PASSAGE TO READ:

☆ ☆ ☆ ☆ ☆

In all of this he continued to help both lay preachers and ordained as books poured from his pen: The Craft of the Sermon, The Approach to Preaching, Power in Preaching. Newspapers delighted in his quotableness: "a nation of pilferers", "tinselled harlots", "the pus-point of sin". Yet his popularity was never won at the expense of intellectual profundity. The ablest student in philosophy his seminary had seen, he yet modestly lamented that Methodism lacked a world-class exponent of philosophical theology -- even as he himself appeared on an American "phone-in" television program where questions on the philosophy of religion had to be answered without prior preparation. Ever the evangelist at heart, he rejoiced to learn that two million viewers had seen the show.
Numerous engagements on behalf of international Methodism took him around the world and several times to America. While lecturing in Texas he had difficulty swallowing and walking. The problem was diagnosed as progressive muscular atrophy, an incurable neurological disease. His wife took him to the famous neurological clinic in Freudenstadt, Germany -- but to no avail.

☆ ☆ ☆ ☆ ☆

YOUR TASKS:
(a) Answer these questions from the passage about the preacher:
(i) Which three books from his pen are named?
(ii) How many viewers had seen the American television program?
(iii) What was the problem he had while lecturing in Texas diagnosed as?
(b) From the passage about the preacher, extract everything from "Numerous engagements on" down to "to no avail.", word for word.

RECORD SET:
☆ ☆ ☆ ☆ ☆

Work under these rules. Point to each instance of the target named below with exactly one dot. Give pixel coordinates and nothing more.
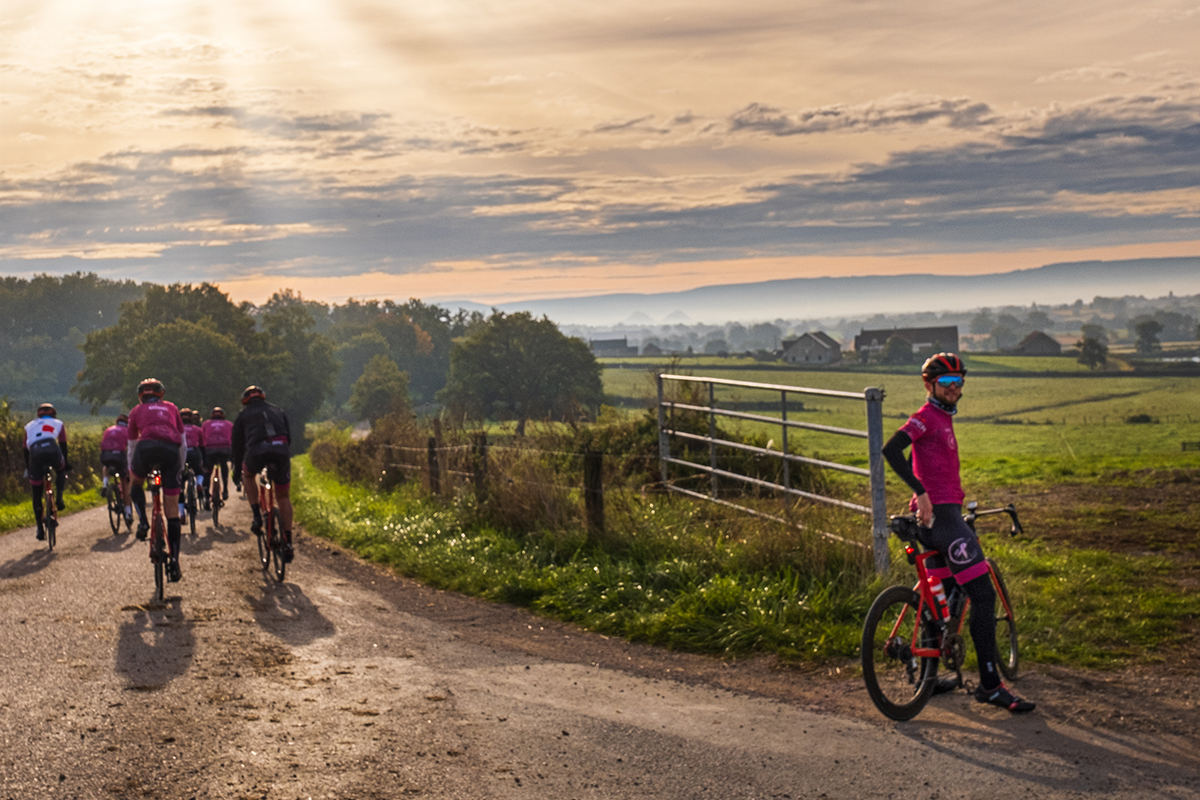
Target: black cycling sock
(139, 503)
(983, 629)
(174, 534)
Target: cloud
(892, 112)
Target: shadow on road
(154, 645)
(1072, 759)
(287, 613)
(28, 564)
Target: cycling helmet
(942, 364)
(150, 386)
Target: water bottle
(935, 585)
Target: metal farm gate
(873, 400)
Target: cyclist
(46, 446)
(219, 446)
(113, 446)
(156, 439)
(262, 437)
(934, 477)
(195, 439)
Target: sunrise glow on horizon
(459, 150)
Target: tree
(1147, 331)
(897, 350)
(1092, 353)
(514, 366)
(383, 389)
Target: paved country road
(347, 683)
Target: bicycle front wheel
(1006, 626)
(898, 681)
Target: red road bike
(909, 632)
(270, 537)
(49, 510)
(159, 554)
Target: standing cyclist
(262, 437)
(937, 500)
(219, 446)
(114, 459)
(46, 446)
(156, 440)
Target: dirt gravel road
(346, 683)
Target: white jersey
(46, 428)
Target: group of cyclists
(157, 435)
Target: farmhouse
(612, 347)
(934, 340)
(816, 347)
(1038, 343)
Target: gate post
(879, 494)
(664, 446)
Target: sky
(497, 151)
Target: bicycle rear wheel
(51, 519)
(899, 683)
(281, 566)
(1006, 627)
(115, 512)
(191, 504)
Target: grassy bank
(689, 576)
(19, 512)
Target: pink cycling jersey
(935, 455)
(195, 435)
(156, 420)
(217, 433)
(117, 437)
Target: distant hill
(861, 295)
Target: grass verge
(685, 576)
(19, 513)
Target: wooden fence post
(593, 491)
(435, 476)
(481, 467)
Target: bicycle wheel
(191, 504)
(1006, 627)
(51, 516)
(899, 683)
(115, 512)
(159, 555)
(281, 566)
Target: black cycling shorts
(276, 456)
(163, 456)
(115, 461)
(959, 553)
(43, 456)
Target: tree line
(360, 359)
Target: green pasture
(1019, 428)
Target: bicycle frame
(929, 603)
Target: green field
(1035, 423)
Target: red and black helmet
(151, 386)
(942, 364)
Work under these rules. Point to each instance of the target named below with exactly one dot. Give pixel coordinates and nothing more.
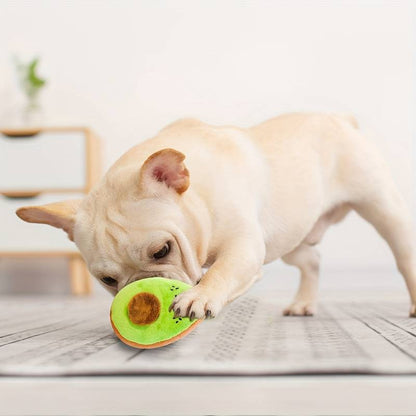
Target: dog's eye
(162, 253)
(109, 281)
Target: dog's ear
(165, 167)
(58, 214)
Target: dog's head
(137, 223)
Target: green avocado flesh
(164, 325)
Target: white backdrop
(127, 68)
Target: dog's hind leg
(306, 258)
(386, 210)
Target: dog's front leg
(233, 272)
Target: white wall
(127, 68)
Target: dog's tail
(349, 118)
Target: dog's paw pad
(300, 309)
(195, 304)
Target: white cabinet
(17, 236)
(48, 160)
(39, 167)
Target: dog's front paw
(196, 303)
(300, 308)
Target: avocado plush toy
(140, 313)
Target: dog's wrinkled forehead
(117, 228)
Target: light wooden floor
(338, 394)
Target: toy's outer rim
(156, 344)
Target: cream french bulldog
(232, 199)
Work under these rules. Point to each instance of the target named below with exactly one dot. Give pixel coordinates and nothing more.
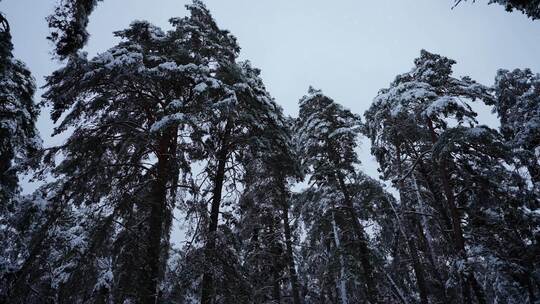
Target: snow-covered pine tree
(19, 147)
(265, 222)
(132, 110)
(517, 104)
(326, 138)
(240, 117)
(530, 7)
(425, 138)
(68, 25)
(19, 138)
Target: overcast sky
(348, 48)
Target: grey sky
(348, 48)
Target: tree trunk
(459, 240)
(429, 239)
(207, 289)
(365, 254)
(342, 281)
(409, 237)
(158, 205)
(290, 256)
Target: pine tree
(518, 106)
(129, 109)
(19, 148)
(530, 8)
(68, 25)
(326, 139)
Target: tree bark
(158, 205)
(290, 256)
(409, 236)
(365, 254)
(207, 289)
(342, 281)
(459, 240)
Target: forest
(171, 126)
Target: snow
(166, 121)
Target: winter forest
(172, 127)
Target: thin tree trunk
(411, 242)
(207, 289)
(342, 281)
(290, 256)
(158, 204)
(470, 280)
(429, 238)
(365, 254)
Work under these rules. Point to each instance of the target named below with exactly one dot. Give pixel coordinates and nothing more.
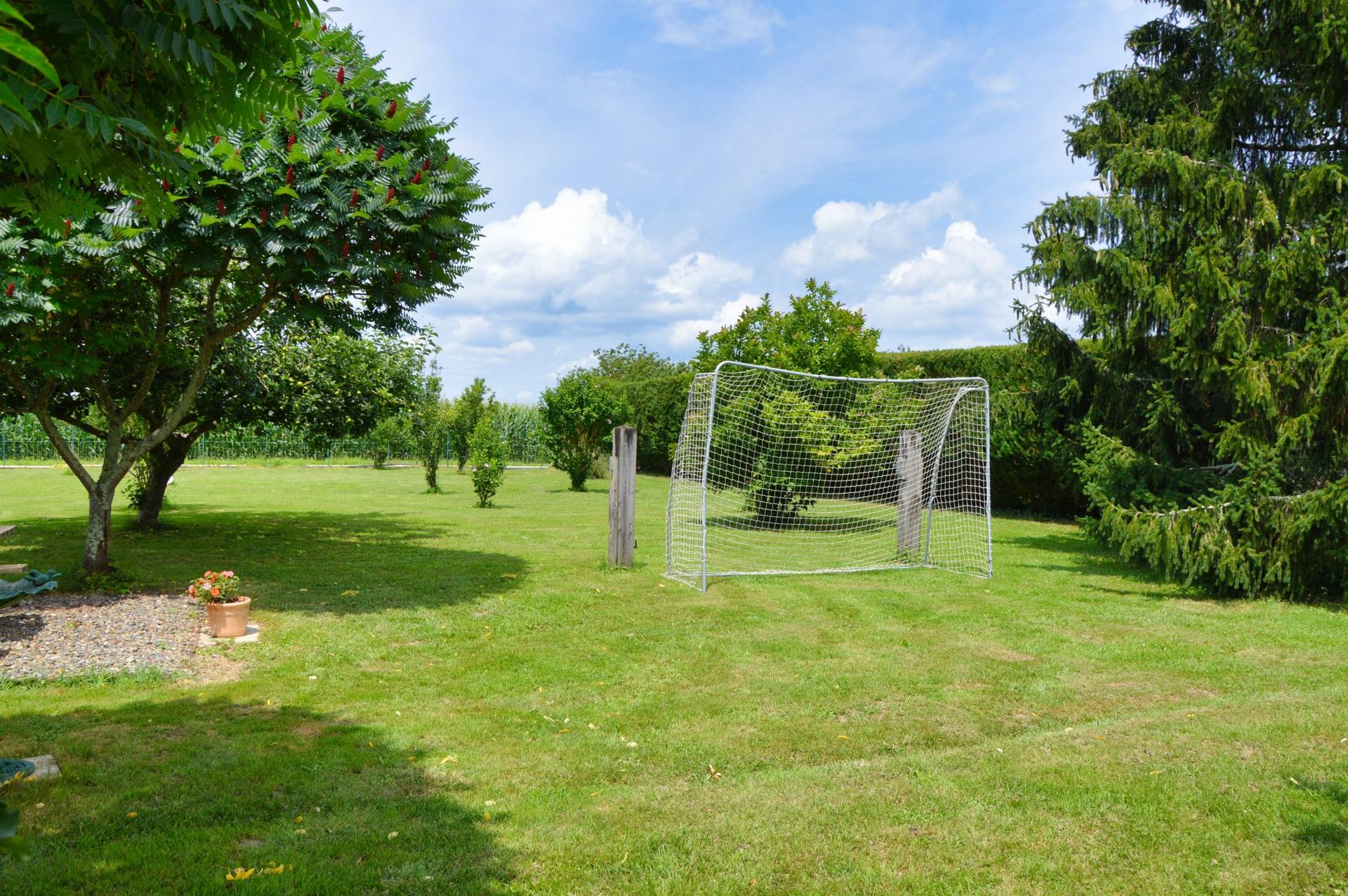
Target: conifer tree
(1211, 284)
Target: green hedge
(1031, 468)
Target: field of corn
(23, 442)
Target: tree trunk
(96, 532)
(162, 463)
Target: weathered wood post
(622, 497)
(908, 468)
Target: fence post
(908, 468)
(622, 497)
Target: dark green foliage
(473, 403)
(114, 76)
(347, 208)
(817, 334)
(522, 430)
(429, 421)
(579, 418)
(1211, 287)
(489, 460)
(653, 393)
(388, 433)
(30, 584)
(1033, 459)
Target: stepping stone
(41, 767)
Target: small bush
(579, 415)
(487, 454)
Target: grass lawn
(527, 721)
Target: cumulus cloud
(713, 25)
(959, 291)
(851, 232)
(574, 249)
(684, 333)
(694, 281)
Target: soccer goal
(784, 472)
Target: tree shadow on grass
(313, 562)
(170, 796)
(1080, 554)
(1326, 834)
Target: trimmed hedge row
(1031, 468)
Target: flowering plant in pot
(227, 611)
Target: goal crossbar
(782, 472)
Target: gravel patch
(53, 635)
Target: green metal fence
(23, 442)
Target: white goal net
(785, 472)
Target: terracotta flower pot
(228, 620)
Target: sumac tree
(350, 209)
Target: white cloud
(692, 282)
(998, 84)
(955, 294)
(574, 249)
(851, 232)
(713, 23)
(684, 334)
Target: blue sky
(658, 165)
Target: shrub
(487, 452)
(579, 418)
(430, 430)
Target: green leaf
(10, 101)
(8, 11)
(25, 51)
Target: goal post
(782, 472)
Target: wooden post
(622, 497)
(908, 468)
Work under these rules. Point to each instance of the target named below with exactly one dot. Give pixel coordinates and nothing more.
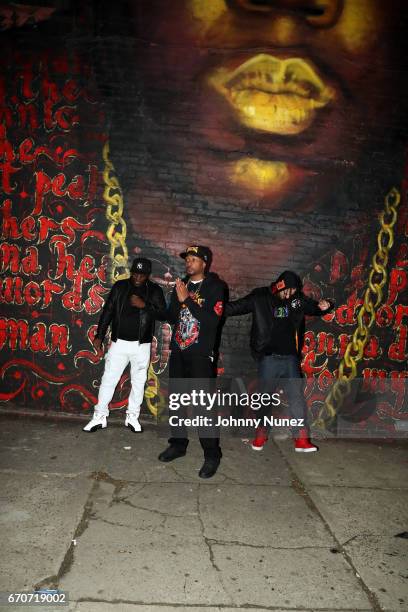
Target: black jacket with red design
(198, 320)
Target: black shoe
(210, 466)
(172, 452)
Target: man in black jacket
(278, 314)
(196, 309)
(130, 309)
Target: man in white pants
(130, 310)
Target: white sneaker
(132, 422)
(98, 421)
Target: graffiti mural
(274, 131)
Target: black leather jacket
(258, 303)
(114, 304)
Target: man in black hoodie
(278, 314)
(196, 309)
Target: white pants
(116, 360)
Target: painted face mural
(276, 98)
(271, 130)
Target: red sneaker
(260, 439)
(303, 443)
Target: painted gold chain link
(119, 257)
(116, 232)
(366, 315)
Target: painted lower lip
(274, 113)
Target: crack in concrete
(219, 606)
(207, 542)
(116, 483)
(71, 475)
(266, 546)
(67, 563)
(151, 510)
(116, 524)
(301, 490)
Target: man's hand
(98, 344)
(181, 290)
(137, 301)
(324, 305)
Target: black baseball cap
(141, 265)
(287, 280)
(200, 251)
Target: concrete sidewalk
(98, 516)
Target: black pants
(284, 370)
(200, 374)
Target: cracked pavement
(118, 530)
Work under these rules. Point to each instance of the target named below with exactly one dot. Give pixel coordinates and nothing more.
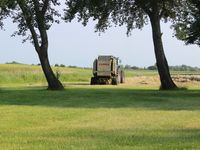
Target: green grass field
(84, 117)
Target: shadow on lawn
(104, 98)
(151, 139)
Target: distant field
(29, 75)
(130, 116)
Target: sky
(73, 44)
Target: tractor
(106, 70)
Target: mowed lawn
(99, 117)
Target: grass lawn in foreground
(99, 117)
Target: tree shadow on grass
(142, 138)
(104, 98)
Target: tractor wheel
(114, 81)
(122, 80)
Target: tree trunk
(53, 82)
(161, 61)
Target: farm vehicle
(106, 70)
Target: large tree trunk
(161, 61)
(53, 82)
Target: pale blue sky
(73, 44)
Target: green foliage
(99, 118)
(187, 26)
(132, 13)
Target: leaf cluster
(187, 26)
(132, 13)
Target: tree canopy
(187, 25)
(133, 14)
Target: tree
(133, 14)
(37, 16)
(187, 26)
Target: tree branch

☆ ☆ ☆ ☆ ☆

ANSWERS FOR EACH ITEM:
(a)
(i) The Craft of the Sermon, The Approach to Preaching, and Power in Preaching.
(ii) Two million.
(iii) Progressive muscular atrophy, an incurable neurological disease.

(b)
Numerous engagements on behalf of international Methodism took him around the world and several times to America. While lecturing in Texas he had difficulty swallowing and walking. The problem was diagnosed as progressive muscular atrophy, an incurable neurological disease. His wife took him to the famous neurological clinic in Freudenstadt, Germany -- but to no avail.